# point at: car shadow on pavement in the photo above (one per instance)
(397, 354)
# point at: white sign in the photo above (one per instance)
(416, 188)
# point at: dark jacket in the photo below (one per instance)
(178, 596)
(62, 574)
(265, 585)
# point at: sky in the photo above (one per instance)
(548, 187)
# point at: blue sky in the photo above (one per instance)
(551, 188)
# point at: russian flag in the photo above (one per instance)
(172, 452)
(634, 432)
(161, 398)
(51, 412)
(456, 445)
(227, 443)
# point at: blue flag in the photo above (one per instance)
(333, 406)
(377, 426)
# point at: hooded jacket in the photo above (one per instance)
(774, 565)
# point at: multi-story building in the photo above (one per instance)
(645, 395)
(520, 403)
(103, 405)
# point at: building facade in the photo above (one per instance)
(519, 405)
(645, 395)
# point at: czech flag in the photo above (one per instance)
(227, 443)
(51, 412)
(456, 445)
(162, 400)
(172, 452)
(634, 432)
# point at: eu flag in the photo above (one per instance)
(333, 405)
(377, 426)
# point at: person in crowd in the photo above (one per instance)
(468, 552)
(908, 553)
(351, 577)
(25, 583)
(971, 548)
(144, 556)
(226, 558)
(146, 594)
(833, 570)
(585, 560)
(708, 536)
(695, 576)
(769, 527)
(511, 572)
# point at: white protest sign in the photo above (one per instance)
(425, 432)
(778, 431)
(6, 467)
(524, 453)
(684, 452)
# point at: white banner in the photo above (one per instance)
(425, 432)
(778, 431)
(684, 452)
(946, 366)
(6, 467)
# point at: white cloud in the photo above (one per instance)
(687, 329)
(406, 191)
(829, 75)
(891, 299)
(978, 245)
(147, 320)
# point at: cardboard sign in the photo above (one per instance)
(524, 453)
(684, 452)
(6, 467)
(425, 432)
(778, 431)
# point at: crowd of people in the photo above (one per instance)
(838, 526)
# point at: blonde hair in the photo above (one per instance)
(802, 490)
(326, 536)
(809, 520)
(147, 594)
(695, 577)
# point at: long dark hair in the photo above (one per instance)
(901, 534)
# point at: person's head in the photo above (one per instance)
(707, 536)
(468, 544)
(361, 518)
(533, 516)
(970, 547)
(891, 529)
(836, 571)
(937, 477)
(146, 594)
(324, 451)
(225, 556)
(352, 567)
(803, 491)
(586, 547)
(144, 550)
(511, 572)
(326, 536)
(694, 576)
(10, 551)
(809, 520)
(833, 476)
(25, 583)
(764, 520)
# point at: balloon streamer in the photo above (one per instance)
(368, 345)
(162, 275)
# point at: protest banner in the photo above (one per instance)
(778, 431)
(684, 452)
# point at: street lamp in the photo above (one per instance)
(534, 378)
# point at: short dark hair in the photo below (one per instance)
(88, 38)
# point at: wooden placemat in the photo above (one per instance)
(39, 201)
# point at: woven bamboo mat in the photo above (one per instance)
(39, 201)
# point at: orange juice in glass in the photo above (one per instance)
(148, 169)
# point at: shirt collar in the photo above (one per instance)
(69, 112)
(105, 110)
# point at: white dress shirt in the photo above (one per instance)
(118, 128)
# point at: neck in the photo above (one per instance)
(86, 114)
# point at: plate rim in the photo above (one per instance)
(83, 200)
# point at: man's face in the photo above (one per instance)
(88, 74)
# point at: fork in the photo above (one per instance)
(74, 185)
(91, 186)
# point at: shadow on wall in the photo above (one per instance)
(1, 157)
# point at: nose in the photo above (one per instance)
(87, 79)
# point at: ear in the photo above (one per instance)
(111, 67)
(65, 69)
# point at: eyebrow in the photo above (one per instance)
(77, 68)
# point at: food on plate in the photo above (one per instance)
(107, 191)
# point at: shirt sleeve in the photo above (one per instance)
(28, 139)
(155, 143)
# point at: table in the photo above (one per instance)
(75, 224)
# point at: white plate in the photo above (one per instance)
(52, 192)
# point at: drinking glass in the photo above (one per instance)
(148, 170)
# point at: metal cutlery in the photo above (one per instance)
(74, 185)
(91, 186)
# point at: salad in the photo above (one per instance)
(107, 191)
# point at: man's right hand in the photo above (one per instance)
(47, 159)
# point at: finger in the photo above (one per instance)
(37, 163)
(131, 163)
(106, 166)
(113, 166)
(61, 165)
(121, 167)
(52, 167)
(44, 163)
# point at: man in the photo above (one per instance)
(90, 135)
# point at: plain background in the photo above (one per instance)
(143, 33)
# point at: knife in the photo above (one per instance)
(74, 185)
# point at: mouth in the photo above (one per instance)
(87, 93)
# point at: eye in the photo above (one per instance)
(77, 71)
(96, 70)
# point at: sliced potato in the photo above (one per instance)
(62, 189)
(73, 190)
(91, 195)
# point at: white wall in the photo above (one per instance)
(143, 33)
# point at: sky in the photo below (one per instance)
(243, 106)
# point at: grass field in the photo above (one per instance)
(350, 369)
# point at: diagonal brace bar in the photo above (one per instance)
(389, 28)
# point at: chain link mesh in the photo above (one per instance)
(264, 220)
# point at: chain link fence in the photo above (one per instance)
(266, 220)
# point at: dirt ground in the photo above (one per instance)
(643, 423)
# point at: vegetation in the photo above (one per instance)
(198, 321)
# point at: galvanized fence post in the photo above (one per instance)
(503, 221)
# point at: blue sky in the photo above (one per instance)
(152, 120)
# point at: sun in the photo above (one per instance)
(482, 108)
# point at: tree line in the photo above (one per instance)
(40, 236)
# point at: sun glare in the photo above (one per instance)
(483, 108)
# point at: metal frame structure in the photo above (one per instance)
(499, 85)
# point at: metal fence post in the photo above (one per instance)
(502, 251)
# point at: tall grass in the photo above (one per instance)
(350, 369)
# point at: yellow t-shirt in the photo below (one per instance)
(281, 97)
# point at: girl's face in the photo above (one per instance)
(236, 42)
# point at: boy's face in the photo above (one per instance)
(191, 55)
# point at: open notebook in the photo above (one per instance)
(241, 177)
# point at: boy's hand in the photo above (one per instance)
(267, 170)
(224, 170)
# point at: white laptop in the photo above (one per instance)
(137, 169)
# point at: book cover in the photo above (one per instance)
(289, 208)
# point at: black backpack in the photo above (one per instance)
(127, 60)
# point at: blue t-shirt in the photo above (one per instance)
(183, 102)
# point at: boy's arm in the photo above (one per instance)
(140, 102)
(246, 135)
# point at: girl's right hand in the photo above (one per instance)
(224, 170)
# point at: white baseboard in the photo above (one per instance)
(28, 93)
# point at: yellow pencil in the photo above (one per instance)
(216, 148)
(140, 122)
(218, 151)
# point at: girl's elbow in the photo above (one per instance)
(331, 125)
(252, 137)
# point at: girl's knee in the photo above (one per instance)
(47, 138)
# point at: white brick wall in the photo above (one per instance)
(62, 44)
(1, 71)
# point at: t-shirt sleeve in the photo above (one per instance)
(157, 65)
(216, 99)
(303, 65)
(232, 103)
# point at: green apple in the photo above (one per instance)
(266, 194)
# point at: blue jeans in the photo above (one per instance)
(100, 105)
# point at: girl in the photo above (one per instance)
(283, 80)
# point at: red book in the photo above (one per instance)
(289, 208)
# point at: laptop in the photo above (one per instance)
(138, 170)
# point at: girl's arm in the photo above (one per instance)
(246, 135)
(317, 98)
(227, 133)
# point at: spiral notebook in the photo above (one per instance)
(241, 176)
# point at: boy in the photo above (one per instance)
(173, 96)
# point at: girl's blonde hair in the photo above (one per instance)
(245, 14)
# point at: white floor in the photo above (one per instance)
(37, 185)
####
Generate an exact reproduction of all entries.

Exercise output:
# point at: car shadow on pavement in the photo above (one per instance)
(397, 354)
# point at: white sign in the photo above (one per instance)
(416, 188)
# point at: dark jacket in the photo below (one per instance)
(178, 596)
(62, 574)
(265, 585)
# point at: sky in the photo above (one per instance)
(548, 187)
# point at: blue sky in the photo above (one per instance)
(551, 188)
# point at: russian flag in the photo above (one per instance)
(172, 452)
(634, 432)
(161, 398)
(51, 412)
(456, 445)
(227, 443)
# point at: blue flag in the photo above (one per instance)
(333, 406)
(377, 426)
# point at: hooded jacket in the photo above (one per instance)
(774, 565)
# point at: multi-story building in the photo above (one per instance)
(645, 395)
(520, 403)
(103, 405)
# point at: building facade in the photo above (one per instance)
(519, 405)
(645, 395)
# point at: czech flag in the photo above (one per instance)
(227, 443)
(51, 412)
(456, 445)
(162, 400)
(172, 452)
(634, 432)
# point at: eu flag in the photo above (one per instance)
(333, 405)
(377, 426)
# point at: person in crowd in the photo above (one per instance)
(468, 552)
(908, 553)
(351, 577)
(25, 583)
(971, 548)
(144, 556)
(226, 558)
(146, 594)
(833, 570)
(585, 560)
(708, 536)
(695, 576)
(769, 527)
(511, 572)
# point at: white protest sign in the photo above (one per instance)
(425, 432)
(778, 431)
(6, 467)
(524, 453)
(684, 452)
# point at: white banner in the photo above (one per instance)
(425, 432)
(778, 431)
(684, 452)
(946, 366)
(6, 467)
# point at: white cloud in the photo above (one per instance)
(687, 329)
(406, 191)
(829, 75)
(891, 299)
(978, 245)
(147, 320)
# point at: cardboard sign in the photo above (one per instance)
(524, 453)
(684, 452)
(6, 467)
(425, 432)
(778, 431)
# point at: crowd of people in the photo above (one per instance)
(838, 526)
# point at: blonde hair in the photo above (one per instance)
(802, 490)
(326, 536)
(809, 520)
(147, 594)
(695, 577)
# point at: long dark hair in the photo above (one per instance)
(901, 534)
# point at: person's head in the photo above (one per instance)
(707, 536)
(468, 544)
(361, 518)
(533, 516)
(970, 547)
(891, 529)
(836, 571)
(937, 477)
(146, 594)
(324, 451)
(225, 556)
(352, 567)
(803, 491)
(586, 547)
(144, 550)
(511, 572)
(326, 536)
(694, 576)
(10, 551)
(809, 520)
(833, 476)
(25, 583)
(764, 520)
# point at: balloon streamer in the photo above (one per instance)
(368, 345)
(162, 275)
# point at: protest banner in the photo above (one per instance)
(778, 431)
(684, 452)
# point at: street lamp in the photo above (one per instance)
(534, 378)
# point at: short dark hair in the photo below (one per instance)
(88, 38)
# point at: wooden placemat in the photo above (one per instance)
(39, 201)
# point at: woven bamboo mat in the photo above (one per instance)
(39, 201)
# point at: orange juice in glass in the photo above (one per instance)
(148, 169)
# point at: shirt collar in the photo above (one per instance)
(69, 112)
(105, 110)
# point at: white dress shirt in the photo above (one per instance)
(118, 128)
# point at: neck in the photo above (one per instance)
(86, 114)
# point at: plate rim in the photo above (one per instance)
(83, 200)
# point at: man's face in the photo above (one per instance)
(88, 74)
# point at: fork in the photo above (one per instance)
(74, 185)
(91, 186)
# point at: shadow on wall in the photo above (one per instance)
(1, 157)
# point at: nose in the photo above (one per instance)
(87, 79)
# point at: ear in the photo above (one per instance)
(111, 67)
(65, 69)
# point at: eyebrow in the photo above (one per instance)
(77, 68)
# point at: food on plate in the photo above (one per instance)
(107, 191)
# point at: shirt sleeve in the photo above (one per instance)
(28, 139)
(155, 143)
# point at: table in the photo above (one per instance)
(75, 224)
# point at: white plate in the photo above (one per instance)
(52, 192)
# point at: drinking glass in the photo above (one per instance)
(148, 170)
# point at: metal cutlery in the photo above (one per instance)
(74, 185)
(91, 186)
# point at: salad in the photo above (one per instance)
(107, 191)
# point at: man's right hand in the photo above (one per instance)
(47, 159)
# point at: finger in the photo above (one per instance)
(37, 163)
(131, 163)
(106, 166)
(113, 166)
(61, 165)
(121, 167)
(52, 167)
(44, 163)
# point at: man in the photo above (one per instance)
(90, 135)
# point at: plain background in the photo above (one per instance)
(143, 33)
# point at: knife in the photo above (one per instance)
(74, 185)
# point at: mouth in the photo above (one per instance)
(87, 93)
# point at: eye in the photo above (one per instance)
(77, 71)
(96, 70)
# point at: sliced potato in the photo above (one per instance)
(62, 189)
(73, 190)
(91, 195)
# point at: white wall in the photo above (one per instance)
(143, 33)
# point at: sky in the photo below (one per instance)
(243, 106)
# point at: grass field in the photo above (one per instance)
(350, 369)
# point at: diagonal brace bar in the photo above (one per instance)
(389, 28)
# point at: chain link mesh in the photo above (one per instance)
(264, 220)
# point at: chain link fence in the photo above (one per instance)
(266, 220)
# point at: dirt ground in the photo above (one per instance)
(643, 423)
# point at: vegetation in the photo above (one per instance)
(198, 321)
# point at: galvanized fence post in the photo above (one per instance)
(503, 221)
# point at: blue sky in the photo above (one per instance)
(152, 120)
# point at: sun in the photo above (one per instance)
(482, 108)
# point at: tree line in the photo above (one per instance)
(40, 236)
# point at: sun glare in the photo above (one per instance)
(483, 108)
# point at: metal frame structure in the photo above (one per instance)
(499, 85)
# point at: metal fence post in the photo above (one per instance)
(502, 251)
# point at: tall grass in the photo above (one per instance)
(350, 369)
# point at: yellow t-shirt in the photo below (one per instance)
(281, 97)
# point at: girl's face in the photo above (one per instance)
(236, 42)
# point at: boy's face in the photo above (one per instance)
(191, 55)
# point at: open notebook in the photo above (one per instance)
(241, 177)
# point at: boy's hand in the photo above (one per instance)
(267, 170)
(224, 170)
# point at: white laptop in the photo above (one per instance)
(137, 169)
# point at: book cover in the photo above (one per instance)
(289, 208)
# point at: black backpack in the photo above (one per instance)
(127, 60)
# point at: blue t-shirt in the photo above (one per instance)
(183, 102)
# point at: boy's arm in the photo above (one per instance)
(140, 102)
(246, 135)
# point at: girl's right hand in the photo above (one per instance)
(224, 170)
# point at: white baseboard in the photo above (one per instance)
(28, 93)
# point at: yellow pencil in the photo above (one per instance)
(216, 148)
(140, 122)
(218, 151)
# point at: girl's elbow in the photo above (one per instance)
(331, 125)
(252, 137)
# point at: girl's knee in the photo above (one per instance)
(47, 138)
# point at: white brick wall in the photo above (one per instance)
(62, 44)
(1, 71)
# point at: t-shirt sleeve in the photo above (one per instance)
(157, 65)
(216, 99)
(303, 65)
(232, 103)
# point at: green apple in the photo above (one per instance)
(266, 194)
# point at: blue jeans in the photo above (one per instance)
(100, 105)
# point at: girl in the photo above (one per instance)
(283, 80)
# point at: red book in the photo above (one per instance)
(289, 208)
# point at: laptop in the photo above (one per instance)
(138, 170)
# point at: girl's arm in the photo above (one per instance)
(246, 135)
(317, 98)
(227, 133)
# point at: spiral notebook in the photo above (one per instance)
(241, 176)
# point at: boy in the photo above (one per instance)
(173, 96)
# point at: girl's blonde hair in the photo above (one per instance)
(245, 14)
# point at: white floor in the photo above (one per instance)
(37, 185)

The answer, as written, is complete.